> Task brief
Transcribe the records below exactly as they appear.

[Start]

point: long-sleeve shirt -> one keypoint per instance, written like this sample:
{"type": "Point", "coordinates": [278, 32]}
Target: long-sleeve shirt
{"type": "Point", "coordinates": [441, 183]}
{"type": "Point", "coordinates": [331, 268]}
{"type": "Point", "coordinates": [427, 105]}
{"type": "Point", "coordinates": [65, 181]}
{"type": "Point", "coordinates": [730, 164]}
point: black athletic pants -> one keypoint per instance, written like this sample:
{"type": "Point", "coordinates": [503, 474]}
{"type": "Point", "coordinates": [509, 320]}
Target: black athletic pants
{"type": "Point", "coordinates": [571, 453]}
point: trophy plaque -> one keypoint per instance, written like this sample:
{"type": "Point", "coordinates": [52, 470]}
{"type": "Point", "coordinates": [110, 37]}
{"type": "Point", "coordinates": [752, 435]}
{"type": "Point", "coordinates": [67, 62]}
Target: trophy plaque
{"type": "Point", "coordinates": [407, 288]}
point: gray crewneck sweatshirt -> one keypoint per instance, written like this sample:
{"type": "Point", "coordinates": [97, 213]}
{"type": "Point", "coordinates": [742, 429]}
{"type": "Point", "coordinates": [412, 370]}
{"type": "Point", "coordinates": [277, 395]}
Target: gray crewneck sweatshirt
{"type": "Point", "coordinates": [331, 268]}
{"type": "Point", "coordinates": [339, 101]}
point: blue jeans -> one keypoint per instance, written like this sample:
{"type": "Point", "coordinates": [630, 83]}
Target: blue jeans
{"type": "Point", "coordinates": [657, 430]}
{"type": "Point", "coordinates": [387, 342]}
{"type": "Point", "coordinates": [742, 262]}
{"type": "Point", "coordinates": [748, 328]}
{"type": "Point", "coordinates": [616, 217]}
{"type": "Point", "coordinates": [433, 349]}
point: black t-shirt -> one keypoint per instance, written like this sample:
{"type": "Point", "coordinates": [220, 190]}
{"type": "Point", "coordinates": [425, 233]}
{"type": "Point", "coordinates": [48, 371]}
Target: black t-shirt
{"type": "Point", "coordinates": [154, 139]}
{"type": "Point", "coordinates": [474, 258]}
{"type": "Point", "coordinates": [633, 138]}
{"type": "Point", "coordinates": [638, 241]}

[End]

> Problem solution
point: long-sleeve shirt -> one keypoint per instance, written like this sample:
{"type": "Point", "coordinates": [278, 32]}
Target: long-sleeve shirt
{"type": "Point", "coordinates": [441, 183]}
{"type": "Point", "coordinates": [331, 268]}
{"type": "Point", "coordinates": [427, 105]}
{"type": "Point", "coordinates": [65, 181]}
{"type": "Point", "coordinates": [730, 164]}
point: black athletic pants -> one keypoint per instance, written like this sample:
{"type": "Point", "coordinates": [503, 474]}
{"type": "Point", "coordinates": [509, 320]}
Target: black athletic pants
{"type": "Point", "coordinates": [571, 453]}
point: trophy plaque -> one keypoint per instance, written like this sample:
{"type": "Point", "coordinates": [52, 470]}
{"type": "Point", "coordinates": [110, 37]}
{"type": "Point", "coordinates": [752, 435]}
{"type": "Point", "coordinates": [67, 62]}
Target: trophy plaque
{"type": "Point", "coordinates": [407, 288]}
point: gray crewneck sweatshirt -> one keypoint per instance, written like this sample:
{"type": "Point", "coordinates": [97, 213]}
{"type": "Point", "coordinates": [742, 429]}
{"type": "Point", "coordinates": [412, 370]}
{"type": "Point", "coordinates": [277, 395]}
Target: gray crewneck sweatshirt
{"type": "Point", "coordinates": [331, 268]}
{"type": "Point", "coordinates": [339, 101]}
point: blue jeans -> one keypoint per instance, written like this sample:
{"type": "Point", "coordinates": [630, 83]}
Target: blue jeans
{"type": "Point", "coordinates": [657, 430]}
{"type": "Point", "coordinates": [387, 342]}
{"type": "Point", "coordinates": [742, 262]}
{"type": "Point", "coordinates": [748, 328]}
{"type": "Point", "coordinates": [616, 217]}
{"type": "Point", "coordinates": [433, 349]}
point: black t-shirt -> one keypoint per instance, written like this sample:
{"type": "Point", "coordinates": [220, 190]}
{"type": "Point", "coordinates": [425, 233]}
{"type": "Point", "coordinates": [48, 371]}
Target: black t-shirt
{"type": "Point", "coordinates": [154, 139]}
{"type": "Point", "coordinates": [474, 258]}
{"type": "Point", "coordinates": [633, 138]}
{"type": "Point", "coordinates": [638, 241]}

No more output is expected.